TASK DETAILS: Locate each line in the records containing "coat". Copy it.

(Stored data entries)
──────────────────────────────
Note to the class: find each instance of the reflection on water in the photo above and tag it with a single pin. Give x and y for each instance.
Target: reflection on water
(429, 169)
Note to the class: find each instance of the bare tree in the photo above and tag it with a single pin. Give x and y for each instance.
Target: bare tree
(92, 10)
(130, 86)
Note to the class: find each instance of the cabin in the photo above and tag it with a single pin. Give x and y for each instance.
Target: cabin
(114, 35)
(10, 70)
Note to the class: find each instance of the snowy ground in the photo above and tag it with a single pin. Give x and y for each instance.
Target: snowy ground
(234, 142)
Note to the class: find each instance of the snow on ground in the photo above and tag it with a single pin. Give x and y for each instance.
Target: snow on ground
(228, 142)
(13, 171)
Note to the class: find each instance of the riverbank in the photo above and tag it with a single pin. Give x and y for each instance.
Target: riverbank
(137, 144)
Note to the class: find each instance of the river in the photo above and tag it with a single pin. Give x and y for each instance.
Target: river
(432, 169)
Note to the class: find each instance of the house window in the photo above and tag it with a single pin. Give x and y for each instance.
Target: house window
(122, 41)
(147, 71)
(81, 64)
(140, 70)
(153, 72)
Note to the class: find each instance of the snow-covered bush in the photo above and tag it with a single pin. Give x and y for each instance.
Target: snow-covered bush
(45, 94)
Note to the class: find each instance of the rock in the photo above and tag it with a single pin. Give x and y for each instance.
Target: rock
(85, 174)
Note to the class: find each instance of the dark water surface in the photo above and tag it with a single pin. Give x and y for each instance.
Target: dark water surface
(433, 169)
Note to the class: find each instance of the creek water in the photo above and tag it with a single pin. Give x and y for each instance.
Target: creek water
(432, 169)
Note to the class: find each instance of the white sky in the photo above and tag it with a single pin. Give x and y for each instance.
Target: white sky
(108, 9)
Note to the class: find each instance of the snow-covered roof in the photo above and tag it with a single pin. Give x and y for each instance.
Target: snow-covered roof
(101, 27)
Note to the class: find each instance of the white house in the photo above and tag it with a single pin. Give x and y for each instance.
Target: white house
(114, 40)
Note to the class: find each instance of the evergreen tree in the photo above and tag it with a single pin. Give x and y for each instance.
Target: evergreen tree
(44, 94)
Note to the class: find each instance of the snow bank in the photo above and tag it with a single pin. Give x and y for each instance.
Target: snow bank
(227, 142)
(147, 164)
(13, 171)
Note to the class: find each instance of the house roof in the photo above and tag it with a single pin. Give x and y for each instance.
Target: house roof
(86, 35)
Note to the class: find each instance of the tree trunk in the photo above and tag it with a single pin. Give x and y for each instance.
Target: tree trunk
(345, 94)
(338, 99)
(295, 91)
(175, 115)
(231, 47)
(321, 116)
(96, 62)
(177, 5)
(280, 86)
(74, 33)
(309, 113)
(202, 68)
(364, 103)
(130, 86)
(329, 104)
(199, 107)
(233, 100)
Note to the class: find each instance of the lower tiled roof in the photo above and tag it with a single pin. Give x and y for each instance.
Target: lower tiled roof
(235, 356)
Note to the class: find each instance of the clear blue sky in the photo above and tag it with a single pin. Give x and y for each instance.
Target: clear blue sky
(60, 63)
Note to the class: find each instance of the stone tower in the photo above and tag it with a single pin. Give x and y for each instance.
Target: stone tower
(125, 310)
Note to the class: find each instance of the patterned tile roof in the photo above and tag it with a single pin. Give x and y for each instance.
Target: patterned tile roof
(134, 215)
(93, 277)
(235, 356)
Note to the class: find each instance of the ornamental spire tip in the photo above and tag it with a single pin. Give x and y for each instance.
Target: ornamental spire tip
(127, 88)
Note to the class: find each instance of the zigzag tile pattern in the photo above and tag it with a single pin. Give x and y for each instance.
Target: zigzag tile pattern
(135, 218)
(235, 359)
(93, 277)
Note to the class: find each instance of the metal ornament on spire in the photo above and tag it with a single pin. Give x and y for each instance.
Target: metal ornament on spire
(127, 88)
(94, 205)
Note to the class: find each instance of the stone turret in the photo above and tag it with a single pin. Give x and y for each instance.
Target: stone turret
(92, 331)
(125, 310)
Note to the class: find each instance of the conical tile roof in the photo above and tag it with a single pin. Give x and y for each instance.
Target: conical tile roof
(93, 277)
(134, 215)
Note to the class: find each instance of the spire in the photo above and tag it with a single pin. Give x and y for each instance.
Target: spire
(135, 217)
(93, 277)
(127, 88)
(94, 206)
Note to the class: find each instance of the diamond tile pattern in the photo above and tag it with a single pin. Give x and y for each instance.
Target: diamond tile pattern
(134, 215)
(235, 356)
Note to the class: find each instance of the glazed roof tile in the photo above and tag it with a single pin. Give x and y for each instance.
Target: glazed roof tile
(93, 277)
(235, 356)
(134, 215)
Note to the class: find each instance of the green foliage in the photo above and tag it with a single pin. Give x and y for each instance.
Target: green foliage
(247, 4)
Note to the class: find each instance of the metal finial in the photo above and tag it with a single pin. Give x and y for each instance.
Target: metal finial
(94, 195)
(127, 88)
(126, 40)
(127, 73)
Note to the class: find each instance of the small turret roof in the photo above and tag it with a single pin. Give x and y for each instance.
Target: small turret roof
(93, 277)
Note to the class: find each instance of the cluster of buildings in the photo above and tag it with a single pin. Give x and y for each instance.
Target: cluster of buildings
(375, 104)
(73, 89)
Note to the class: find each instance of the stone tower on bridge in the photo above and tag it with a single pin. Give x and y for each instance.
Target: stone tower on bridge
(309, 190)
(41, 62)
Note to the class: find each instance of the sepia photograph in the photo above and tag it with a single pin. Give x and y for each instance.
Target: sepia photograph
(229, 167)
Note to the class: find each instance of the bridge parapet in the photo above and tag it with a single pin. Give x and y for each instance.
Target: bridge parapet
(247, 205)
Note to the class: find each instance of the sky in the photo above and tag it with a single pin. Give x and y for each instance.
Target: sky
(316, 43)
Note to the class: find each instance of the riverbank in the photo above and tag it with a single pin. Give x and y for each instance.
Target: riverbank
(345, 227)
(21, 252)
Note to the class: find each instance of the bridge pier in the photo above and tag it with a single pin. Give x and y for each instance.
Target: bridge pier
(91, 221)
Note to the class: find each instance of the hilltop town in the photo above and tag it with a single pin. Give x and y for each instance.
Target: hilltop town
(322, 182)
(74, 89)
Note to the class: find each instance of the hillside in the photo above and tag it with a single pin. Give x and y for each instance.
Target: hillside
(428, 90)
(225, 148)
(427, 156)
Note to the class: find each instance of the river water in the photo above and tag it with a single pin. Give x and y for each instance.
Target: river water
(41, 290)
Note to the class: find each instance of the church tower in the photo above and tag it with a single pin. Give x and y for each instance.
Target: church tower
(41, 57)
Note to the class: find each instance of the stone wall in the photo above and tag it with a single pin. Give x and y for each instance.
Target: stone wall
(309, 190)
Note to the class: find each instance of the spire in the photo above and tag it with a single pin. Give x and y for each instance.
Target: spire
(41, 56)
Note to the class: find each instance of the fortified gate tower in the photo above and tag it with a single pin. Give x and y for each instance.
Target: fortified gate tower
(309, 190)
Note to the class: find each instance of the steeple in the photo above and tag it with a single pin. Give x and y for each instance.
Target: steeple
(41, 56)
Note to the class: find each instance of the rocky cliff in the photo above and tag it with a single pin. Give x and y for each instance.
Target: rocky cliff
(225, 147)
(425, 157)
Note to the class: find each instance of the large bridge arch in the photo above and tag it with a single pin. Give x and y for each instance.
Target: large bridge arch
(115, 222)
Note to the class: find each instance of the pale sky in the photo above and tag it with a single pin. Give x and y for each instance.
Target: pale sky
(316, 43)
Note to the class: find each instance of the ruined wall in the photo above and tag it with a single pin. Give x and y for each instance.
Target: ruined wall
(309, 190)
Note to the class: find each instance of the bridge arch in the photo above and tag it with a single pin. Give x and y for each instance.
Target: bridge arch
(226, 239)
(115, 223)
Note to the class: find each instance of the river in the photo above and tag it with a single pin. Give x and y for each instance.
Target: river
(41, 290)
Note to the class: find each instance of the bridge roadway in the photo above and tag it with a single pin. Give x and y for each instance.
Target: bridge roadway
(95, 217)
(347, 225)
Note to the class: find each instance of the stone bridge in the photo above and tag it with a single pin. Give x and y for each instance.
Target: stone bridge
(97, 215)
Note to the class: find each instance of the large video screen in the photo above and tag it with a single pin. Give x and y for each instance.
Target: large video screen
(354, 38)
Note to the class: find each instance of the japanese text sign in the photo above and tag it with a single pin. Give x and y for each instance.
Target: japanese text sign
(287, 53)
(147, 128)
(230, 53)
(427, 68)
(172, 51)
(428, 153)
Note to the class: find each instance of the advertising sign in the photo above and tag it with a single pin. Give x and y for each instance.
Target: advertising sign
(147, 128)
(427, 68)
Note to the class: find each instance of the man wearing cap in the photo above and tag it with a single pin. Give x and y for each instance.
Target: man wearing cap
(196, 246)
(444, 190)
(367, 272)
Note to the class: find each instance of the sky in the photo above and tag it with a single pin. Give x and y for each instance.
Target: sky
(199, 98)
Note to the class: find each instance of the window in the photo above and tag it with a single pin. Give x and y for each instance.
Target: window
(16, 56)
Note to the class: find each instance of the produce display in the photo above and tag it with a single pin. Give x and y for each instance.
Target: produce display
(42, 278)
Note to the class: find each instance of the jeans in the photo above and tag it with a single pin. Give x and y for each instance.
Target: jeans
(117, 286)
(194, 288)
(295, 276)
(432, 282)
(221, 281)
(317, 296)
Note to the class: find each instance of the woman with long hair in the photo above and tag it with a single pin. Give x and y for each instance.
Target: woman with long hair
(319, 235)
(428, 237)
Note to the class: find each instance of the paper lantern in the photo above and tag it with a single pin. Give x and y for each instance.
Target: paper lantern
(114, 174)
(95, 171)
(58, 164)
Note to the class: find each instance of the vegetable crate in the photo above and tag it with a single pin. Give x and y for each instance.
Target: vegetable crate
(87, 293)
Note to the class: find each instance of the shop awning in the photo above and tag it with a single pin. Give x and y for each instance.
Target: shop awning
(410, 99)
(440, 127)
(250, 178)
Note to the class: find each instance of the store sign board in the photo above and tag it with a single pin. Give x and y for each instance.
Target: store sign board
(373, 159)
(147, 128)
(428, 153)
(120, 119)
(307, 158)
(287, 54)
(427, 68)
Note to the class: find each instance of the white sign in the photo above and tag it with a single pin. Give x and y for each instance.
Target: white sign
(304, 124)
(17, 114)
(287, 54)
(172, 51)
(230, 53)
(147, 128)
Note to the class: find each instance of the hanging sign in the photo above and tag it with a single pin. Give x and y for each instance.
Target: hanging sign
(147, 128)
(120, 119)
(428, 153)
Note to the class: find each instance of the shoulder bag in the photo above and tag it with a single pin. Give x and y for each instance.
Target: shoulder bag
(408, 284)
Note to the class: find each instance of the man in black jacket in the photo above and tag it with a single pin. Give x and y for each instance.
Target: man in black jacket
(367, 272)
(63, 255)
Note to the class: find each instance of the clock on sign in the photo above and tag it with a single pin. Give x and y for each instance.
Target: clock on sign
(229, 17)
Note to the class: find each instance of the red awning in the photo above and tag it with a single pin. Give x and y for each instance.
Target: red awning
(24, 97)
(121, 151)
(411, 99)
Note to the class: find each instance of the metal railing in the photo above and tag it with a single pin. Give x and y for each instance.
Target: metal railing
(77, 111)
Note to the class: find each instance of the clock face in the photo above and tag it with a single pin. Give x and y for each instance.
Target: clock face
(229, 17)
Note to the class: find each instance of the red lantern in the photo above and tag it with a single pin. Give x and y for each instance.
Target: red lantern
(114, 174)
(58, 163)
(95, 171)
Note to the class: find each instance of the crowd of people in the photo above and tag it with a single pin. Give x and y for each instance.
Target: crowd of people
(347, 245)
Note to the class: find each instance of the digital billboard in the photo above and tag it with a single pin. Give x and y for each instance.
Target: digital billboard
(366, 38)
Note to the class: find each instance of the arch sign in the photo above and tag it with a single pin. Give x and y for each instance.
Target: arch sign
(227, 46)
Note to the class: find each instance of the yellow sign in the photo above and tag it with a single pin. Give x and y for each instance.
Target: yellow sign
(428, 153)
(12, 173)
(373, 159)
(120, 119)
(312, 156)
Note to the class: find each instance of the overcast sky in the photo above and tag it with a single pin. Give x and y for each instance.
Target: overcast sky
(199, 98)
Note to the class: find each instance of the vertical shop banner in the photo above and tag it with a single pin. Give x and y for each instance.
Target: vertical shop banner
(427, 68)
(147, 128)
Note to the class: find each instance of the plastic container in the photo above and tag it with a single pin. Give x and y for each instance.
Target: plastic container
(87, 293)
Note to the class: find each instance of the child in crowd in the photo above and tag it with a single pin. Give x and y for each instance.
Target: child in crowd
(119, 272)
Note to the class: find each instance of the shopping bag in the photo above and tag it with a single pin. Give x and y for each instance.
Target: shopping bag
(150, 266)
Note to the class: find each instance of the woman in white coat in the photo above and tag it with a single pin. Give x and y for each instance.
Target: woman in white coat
──────────────────────────────
FINISHED TASK:
Note to the class: find each instance of the woman in white coat in the photo above and tag it with a single pin. Give x and y for each instance.
Target: woman in white coat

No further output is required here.